#### [Problem requirements]
Replace "Kindly" with "Please" in the entries from the line containing "Would you mind indicating the blue sky" through the end of the entries, inclusive, and leave everything else unchanged. Give back only those lines.

Start

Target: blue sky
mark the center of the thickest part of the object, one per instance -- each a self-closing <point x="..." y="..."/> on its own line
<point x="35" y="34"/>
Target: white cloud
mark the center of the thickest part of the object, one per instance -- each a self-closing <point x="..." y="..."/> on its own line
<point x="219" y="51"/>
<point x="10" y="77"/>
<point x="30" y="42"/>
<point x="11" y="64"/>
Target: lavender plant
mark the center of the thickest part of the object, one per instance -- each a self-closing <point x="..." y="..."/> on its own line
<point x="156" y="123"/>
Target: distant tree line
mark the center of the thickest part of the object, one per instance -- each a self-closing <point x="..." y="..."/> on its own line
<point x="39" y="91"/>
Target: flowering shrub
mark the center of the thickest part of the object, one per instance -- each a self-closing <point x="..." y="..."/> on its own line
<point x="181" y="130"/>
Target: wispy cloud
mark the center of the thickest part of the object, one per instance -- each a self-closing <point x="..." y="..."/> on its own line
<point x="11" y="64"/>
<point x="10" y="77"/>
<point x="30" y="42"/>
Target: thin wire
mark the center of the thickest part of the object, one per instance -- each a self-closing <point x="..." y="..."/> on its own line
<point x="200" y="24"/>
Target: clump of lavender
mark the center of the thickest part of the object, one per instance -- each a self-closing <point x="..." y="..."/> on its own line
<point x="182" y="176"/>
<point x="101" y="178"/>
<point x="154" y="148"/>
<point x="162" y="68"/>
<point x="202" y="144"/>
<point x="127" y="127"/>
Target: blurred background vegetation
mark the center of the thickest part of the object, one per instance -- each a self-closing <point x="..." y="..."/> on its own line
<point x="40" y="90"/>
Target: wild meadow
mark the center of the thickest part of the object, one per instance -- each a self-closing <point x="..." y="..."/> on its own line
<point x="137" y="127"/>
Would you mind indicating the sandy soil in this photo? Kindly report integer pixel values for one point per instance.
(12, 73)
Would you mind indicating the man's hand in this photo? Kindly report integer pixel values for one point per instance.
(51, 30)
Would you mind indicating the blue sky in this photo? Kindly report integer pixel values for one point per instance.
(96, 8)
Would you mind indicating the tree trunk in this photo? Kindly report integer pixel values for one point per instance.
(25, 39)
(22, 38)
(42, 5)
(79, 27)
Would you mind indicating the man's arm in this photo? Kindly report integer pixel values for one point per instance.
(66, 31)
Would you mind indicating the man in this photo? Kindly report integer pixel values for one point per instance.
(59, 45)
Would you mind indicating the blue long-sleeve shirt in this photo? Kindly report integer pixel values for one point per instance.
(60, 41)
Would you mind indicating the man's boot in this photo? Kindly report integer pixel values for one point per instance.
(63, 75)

End

#### [Correct answer]
Would you mind indicating the blue sky in this photo? Please report integer pixel values for one point per instance.
(96, 8)
Would you mind indicating the tree trunk in this photo? Please report integer pixel values for one point per instance.
(25, 39)
(22, 38)
(42, 5)
(79, 27)
Would you mind indicating the man's arm in this photo? Please report integer pixel values for one point per instance.
(66, 31)
Would you mind indicating the man in this photo? Please report integer pixel values for one point per instance.
(59, 45)
Would you mind indicating the blue long-sleeve shirt in this photo? Please report integer pixel values for one point per instance.
(60, 41)
Would you mind indicating the man's boot in this photo? Please report integer pixel values for one point per instance.
(63, 75)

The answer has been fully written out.